## WORK ITEM
All of the records below are to be given again word for word, with the pictures removed.

[[ EXERCISE DATA open ]]

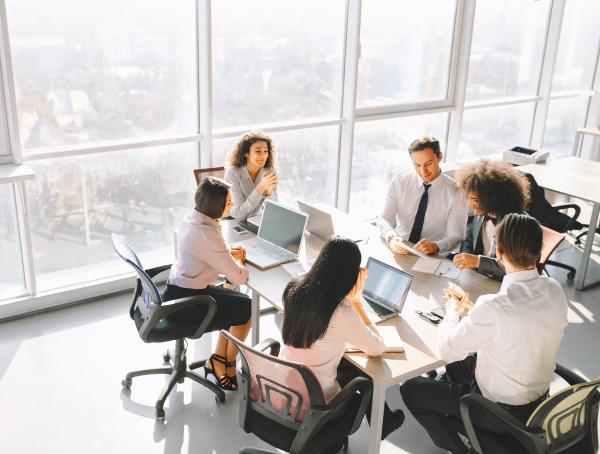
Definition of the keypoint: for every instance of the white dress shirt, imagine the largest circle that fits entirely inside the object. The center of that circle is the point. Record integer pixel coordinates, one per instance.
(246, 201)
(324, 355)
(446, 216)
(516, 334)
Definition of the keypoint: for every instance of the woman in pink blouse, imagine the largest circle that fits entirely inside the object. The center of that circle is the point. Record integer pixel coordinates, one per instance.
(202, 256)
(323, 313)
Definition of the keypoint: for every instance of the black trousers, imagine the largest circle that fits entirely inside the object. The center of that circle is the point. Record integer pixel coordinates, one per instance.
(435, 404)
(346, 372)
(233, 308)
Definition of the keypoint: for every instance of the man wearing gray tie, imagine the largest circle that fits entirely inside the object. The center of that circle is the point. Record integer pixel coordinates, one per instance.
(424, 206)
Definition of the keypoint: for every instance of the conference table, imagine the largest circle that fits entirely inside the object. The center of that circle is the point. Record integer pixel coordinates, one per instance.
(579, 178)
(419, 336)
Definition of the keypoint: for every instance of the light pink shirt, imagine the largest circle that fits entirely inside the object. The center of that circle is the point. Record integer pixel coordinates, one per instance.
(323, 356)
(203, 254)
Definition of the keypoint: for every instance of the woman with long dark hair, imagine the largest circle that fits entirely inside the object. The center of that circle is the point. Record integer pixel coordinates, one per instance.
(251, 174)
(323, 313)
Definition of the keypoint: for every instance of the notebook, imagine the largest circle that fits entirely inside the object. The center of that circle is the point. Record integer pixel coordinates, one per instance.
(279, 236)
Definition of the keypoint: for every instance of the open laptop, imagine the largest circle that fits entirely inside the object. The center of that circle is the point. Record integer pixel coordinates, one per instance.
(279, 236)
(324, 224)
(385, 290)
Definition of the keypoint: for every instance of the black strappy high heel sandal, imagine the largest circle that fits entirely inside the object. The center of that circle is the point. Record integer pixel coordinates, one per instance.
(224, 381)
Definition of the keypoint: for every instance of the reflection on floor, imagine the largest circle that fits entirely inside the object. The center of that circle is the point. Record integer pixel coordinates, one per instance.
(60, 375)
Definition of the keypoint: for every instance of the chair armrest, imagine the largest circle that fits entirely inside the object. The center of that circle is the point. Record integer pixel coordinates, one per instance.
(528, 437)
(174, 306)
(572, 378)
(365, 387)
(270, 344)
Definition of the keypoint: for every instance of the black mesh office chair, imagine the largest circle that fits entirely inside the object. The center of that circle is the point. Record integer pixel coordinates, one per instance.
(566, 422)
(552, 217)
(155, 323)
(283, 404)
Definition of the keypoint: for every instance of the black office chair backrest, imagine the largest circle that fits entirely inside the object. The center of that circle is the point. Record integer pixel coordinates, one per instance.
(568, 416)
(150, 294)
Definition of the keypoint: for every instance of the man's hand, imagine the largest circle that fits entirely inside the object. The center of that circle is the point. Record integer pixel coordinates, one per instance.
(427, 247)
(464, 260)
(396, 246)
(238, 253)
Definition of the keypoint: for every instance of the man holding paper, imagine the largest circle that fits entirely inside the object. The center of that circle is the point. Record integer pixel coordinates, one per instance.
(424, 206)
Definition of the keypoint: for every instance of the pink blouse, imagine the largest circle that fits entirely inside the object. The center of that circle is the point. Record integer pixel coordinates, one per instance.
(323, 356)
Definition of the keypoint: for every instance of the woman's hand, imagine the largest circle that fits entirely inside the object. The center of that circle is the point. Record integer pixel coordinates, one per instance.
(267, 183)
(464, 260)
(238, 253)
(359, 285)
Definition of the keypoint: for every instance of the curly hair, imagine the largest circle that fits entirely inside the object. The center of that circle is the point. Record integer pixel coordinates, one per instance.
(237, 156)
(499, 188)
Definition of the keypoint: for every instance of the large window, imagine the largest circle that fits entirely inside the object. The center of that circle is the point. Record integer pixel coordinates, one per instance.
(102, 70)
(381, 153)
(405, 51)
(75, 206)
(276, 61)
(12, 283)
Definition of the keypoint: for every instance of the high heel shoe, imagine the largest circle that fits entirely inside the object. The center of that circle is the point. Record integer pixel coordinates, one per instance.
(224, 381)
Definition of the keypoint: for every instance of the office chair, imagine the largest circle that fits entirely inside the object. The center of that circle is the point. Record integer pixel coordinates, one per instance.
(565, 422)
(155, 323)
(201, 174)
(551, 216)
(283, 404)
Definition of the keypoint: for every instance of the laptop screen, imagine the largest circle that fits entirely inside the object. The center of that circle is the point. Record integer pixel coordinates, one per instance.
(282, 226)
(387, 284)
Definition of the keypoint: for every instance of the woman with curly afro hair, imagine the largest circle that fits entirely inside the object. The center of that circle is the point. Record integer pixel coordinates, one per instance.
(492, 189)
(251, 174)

[[ EXERCISE DATA closed ]]

## OUTPUT OF THE TASK
Definition of the keypoint: for every instance of the white dress shirt, imagine the largest circle that fits entirely inside the object. The center of that circle is the point. Record integer pixel coordinates, one per instance.
(246, 201)
(324, 355)
(446, 216)
(516, 334)
Definition of the keypoint: for every instance of the woman in pink blouse, imagine the largest circle that fits entirely inside the object. The center of that circle is the point. Record integer pixel coordinates, one per instance.
(202, 256)
(323, 313)
Definition of the keypoint: for every instance of the black trousers, imagine the largest circle that fits entirely inside the object. The center of that circle is the point. Record integer pixel coordinates, one per instance.
(435, 404)
(346, 372)
(233, 308)
Definition of the keypoint: for every instance of the man wearing gray tie, imagine the largest circle that fits entirely inside the object. The center of that circle is the point. Record integer pixel coordinates, one per instance.
(424, 206)
Definition of the keypoint: for every instance of the conference table, imagine the largest circle that fits entirely inside the object. The center of that circle is the point. Record integer pixel coordinates, one per instance.
(579, 178)
(419, 336)
Definition of the keypoint: for every instance of the light pink shirt, imagine the largest circle that fits entirely inside the object. The center of that circle is the point. Record integer pixel coordinates, one per instance.
(323, 356)
(203, 254)
Definition of the keypoint: for every instance of the woman with long dark hair, imagine the largest circle that fits entirely inside the object. The center of that circle is the point. Record integer pixel coordinates, one per instance.
(251, 174)
(323, 313)
Definition of the keypoint: for every instance of the notebook, imagine the largest circle that fits entirely inside the object. The center of that circle is the point. Record integer pixel coordinates, one per instance.
(279, 236)
Definition of the keypoint: for every instance of the open laptop, imagine the largest circle that fits entirely inside the object. The center of that circle is the point. Record integer pixel coordinates, one per instance.
(279, 236)
(324, 224)
(385, 290)
Definition of the keypoint: for every instance of the black strappy high heel sandal, imagine the largest circle that fits entirely inside the object. The center of that circle is the point. Record integer pixel coordinates, one per instance.
(224, 381)
Definition of the keypoint: for every instance of the reflection on floor, imagine the largest circle that fits entirely inside the object. The center of that circle is the point. Record integer pixel coordinates, one per instance.
(60, 375)
Definition of the keypoint: for every instance of the chair armrest, imagine the largest circle that fits entirely inside the object. The center of that circle is the point. Record integer pixel coordinates, one per instance.
(528, 437)
(174, 306)
(572, 378)
(365, 387)
(270, 344)
Definition of the keypoint: for every instance of the black mesh office chair, imagine the largest circle that fits entirely inside the object. The center of that circle is the point. Record integer pixel coordinates, one per instance.
(566, 422)
(552, 217)
(155, 323)
(283, 404)
Definition of the keypoint: for every instance of the black office chair backrest, imagine the largest circle that fits entirely inside the object. The center of that circle is the point. Record integer pixel coordinates, one per instance.
(568, 416)
(150, 294)
Definition of the keypoint: for every instance of the man's hand, imagine the largest circle that fits entirely inside the object. The center of that circle is the point. Record integer pixel coordinates, one per instance.
(427, 247)
(464, 260)
(396, 246)
(238, 253)
Definition of the keypoint: for every instance of the man holding paper, imagine the largest circle that fits entirely inside the object. The center of that circle is the point. Record integer pixel coordinates, one per instance.
(424, 206)
Definition of the keypoint: for every instance of the pink blouse, imagine the largest circle that fits entirely inside the object. The center of that circle is the point. Record integer pixel coordinates, one per instance.
(323, 356)
Definition of the keypoint: for every instance of the woman's hand, imagine the largest circle that fits entirely inside the object. The center of that circle is the point. Record integer pixel coordinates, one per instance.
(267, 183)
(464, 260)
(238, 253)
(359, 285)
Definition of the keypoint: for every instance of the curly hair, imagine the largest circle that fits entirely inside the object. The center of that circle is the point. Record integer pixel coordinates, one per instance.
(237, 156)
(499, 188)
Definition of the keypoint: for every instance of the large window, imagine the largest circle that fits entirely inside the object. The center of that circle is the point. Record integer pixel coordinates, one per instance.
(102, 70)
(381, 153)
(405, 51)
(75, 206)
(276, 61)
(12, 283)
Definition of the keypoint: for every instance of the high heel shoe, imagine the largest circle that fits entirely inside the object. The center of that circle is the point. Record integer pixel coordinates, one per instance.
(224, 381)
Definition of the keypoint: for every instance of the office chair, imagine the largest circle that fits entirely inside the object. The center of that circle is the point. Record integer pixel coordinates, one per instance.
(565, 422)
(155, 323)
(201, 174)
(551, 216)
(283, 404)
Definition of the keypoint: for every instance of the laptop screen, imagine the largest circle that fits entirely inside the object. The center of that circle is the point. Record integer pixel coordinates, one per instance.
(282, 226)
(387, 284)
Definition of the keypoint: for every instance of the woman with curly afro hair, imagine the largest circle that fits entirely inside the object. The center of that circle is the point. Record integer pixel coordinates, one per instance.
(492, 189)
(251, 174)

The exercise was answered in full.